Text section
Siôn B. E. Rhys Evans
6 min readNov 1, 2020
At St Thomas’s Church, Salisbury

Sermon on All Saints’ Day, Sunday 1 November 2020

for the Church of the Holy Trinity and St Tudno’s Church, in the Ministry Area of Llandudno

The Ministry Area is following a teaching lectionary, with passages drawn from the Gospel according to St Matthew, during the Sundays of September, October and November. The readings, and the order of service as used at Holy Trinity, can be found here.

Listen to the Gospel of Christ according to Saint Matthew. Glory be to you, O Lord.

At that time: Jesus said, ‘A man had two sons; he went to the first and said, “Son, go and work in the vineyard today.” He answered, “I will not”; but later he changed his mind and went. The father went
to the second and said the same; and he answered, “I go, sir”; but
he did not go. Which of the two did the will of his father?’ They said, ‘The first.’ Jesus said to them, ‘Truly I tell you, the tax-collectors and the prostitutes are going into the kingdom of God ahead of you. For John came to you in the way
of righteousness and you did not believe him, but the tax-collectors and the prostitutes believed him; and even after you saw it, you did not change your minds and believe him.’

This is the Gospel of the Lord.

Praise to you, O Christ.

The son answered, “I will not go and work in the vineyard,” but later he changed his mind and went.

I’m a big fan of a good medieval Doom painting.

I like to think that there used to be one on the east wall of St Tudno’s — perhaps it’s hiding there still, under the whitewash and behind the Commandment boards.

Doom paintings were, once upon a time, a common site in churches across the country. One of the best surviving examples in the UK is at St Thomas’s Church in Salisbury. There it is, magnificent above the chancel arch — painted over during the reign of Elizabeth I, uncovered in reign of Victoria, and restored only last year.

Dooms are depictions of the Last Judgement — of Christ’s return in glory to judge the quick and the dead — there, in Salisbury, he sits on a throne of rainbows, surrounded (as at his Crucifixion) by the sun and moon, his still wounded hands the icons of the salvation he promised and wrought for us. Around him, angels and the gates of heaven are welcoming the saved; the jaws of fiery hell are swallowing the damned.

One of the traditional dynamics of these pictures is the contrast between the ordered peace of heaven and the disordered turmoil of hell. Look at that neat, still line of apostles at Jesus’s feet, and compare it to perplexed tumult of the chained gang heading into the devouring mouth of the beast.

In this altarpiece by Fra Angelico now in the Gemäldegalerie in Berlin, the contrast is starker yet. Look at the carefully tidy, robed tiers of the saints in peaceable gold and blue, and look at the squashed, teeming, naked bodies in the dark, red, messy rooms of hell.

Good, ordered, respectable, peaceable heaven.

Guilty, chaotic, shameful, disordered hell.

The son answered, “I will not go and work in the vineyard,” but later he changed his mind and went.

In our passage from Matthew’s Gospel this week, Jesus is speaking to those who think that peaceable, respectable righteousness is theirs. He’s speaking to religious leaders, those whose life and teaching should be a light to others. But he has seen the way they rejected the witness of John the Baptist; he understands the way they keep trying to trick and trap him; above all, he knows that they have hardened their hearts against the way of true righteousness that leads to the heart of God.

Excerpted records
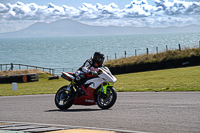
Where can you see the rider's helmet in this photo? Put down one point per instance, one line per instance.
(98, 58)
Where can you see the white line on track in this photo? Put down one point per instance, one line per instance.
(75, 127)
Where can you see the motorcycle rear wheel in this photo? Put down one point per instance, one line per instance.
(63, 98)
(108, 100)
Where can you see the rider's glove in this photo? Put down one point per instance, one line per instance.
(93, 73)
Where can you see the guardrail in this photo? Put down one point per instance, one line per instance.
(53, 71)
(7, 67)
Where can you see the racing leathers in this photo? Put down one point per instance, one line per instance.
(80, 73)
(86, 68)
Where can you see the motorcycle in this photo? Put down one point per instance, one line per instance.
(98, 90)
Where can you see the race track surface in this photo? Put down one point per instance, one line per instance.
(158, 112)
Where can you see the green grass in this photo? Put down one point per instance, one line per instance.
(154, 58)
(179, 79)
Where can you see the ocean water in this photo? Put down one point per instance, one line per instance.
(71, 52)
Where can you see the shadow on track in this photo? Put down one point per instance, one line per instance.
(73, 110)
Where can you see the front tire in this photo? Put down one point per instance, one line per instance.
(108, 100)
(64, 98)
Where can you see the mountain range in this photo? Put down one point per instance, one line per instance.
(67, 27)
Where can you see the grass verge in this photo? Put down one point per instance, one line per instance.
(178, 79)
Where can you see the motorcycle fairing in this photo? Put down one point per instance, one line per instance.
(87, 99)
(94, 82)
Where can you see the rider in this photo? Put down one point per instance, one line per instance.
(88, 67)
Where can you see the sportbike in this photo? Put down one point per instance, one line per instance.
(98, 90)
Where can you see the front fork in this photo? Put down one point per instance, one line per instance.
(104, 88)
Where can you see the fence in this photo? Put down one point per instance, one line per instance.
(53, 71)
(125, 54)
(57, 71)
(7, 67)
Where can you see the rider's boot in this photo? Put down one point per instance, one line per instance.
(80, 91)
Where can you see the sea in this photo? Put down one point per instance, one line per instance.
(69, 53)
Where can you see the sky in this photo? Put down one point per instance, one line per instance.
(16, 15)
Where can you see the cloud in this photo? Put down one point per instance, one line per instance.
(136, 13)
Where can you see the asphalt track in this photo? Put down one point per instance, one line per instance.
(158, 112)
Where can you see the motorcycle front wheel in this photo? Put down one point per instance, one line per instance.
(64, 98)
(106, 101)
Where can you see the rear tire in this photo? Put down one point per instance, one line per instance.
(63, 98)
(108, 100)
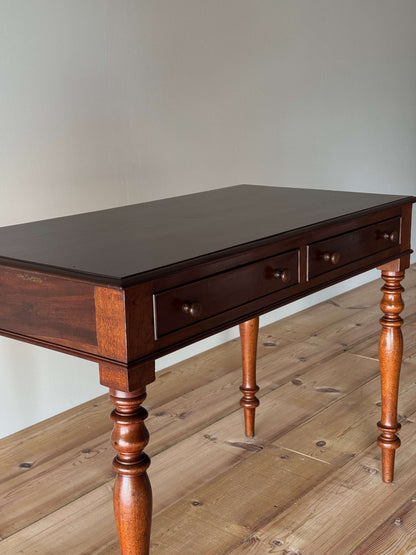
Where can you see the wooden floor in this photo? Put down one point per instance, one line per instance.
(309, 482)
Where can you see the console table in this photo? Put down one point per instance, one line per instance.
(125, 286)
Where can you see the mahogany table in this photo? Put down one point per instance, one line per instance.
(125, 286)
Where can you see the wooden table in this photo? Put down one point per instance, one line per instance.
(125, 286)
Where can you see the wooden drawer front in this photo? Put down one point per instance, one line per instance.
(190, 303)
(326, 255)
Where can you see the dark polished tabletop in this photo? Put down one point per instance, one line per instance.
(118, 243)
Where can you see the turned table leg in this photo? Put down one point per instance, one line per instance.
(390, 354)
(132, 490)
(249, 334)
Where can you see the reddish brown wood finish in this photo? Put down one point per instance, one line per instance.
(48, 308)
(390, 354)
(132, 490)
(229, 289)
(249, 334)
(354, 245)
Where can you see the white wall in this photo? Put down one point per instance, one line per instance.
(106, 102)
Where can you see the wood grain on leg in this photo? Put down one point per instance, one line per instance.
(249, 334)
(132, 490)
(390, 354)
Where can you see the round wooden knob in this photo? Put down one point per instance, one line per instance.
(283, 275)
(193, 309)
(393, 236)
(332, 257)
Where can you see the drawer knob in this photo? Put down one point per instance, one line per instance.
(393, 236)
(283, 275)
(193, 309)
(332, 257)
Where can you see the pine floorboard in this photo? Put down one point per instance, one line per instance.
(308, 483)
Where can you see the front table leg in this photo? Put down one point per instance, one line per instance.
(132, 490)
(249, 333)
(390, 355)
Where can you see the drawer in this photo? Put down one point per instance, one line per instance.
(326, 255)
(196, 301)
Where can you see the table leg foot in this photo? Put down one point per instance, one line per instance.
(390, 355)
(132, 490)
(249, 402)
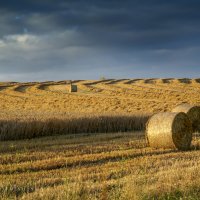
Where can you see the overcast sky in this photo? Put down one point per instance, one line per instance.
(88, 39)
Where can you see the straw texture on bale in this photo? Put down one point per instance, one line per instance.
(193, 113)
(169, 130)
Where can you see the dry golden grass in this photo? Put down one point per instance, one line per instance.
(97, 166)
(90, 165)
(98, 97)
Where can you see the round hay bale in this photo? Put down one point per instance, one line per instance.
(169, 130)
(193, 113)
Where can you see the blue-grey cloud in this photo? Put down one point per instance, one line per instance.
(88, 39)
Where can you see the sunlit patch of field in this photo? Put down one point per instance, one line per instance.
(97, 166)
(95, 148)
(106, 96)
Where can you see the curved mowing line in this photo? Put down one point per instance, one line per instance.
(97, 82)
(116, 81)
(23, 88)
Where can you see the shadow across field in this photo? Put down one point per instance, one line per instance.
(32, 128)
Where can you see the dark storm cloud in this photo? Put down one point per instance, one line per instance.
(111, 38)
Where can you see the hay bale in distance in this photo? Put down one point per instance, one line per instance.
(193, 113)
(169, 130)
(73, 88)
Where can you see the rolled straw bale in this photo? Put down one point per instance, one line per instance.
(193, 113)
(169, 130)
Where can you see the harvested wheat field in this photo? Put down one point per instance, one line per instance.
(90, 144)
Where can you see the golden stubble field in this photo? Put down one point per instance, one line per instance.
(93, 165)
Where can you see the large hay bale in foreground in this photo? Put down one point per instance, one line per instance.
(193, 113)
(169, 130)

Exercise 1
Which churches does the sermon name? List each one.
Exercise 2
In the sermon, during whose reign was the Doom painting at St Thomas's Church in Salisbury painted over?
Exercise 3
In the sermon, retype the passage from "Dooms are depictions" up to and including "of the beast.".

Correct answer 1
St Thomas's Church, Salisbury
Church of the Holy Trinity
St Tudno's Church

Correct answer 2
During the reign of Elizabeth I.

Correct answer 3
Dooms are depictions of the Last Judgement — of Christ’s return in glory to judge the quick and the dead — there, in Salisbury, he sits on a throne of rainbows, surrounded (as at his Crucifixion) by the sun and moon, his still wounded hands the icons of the salvation he promised and wrought for us. Around him, angels and the gates of heaven are welcoming the saved; the jaws of fiery hell are swallowing the damned.

One of the traditional dynamics of these pictures is the contrast between the ordered peace of heaven and the disordered turmoil of hell. Look at that neat, still line of apostles at Jesus’s feet, and compare it to perplexed tumult of the chained gang heading into the devouring mouth of the beast.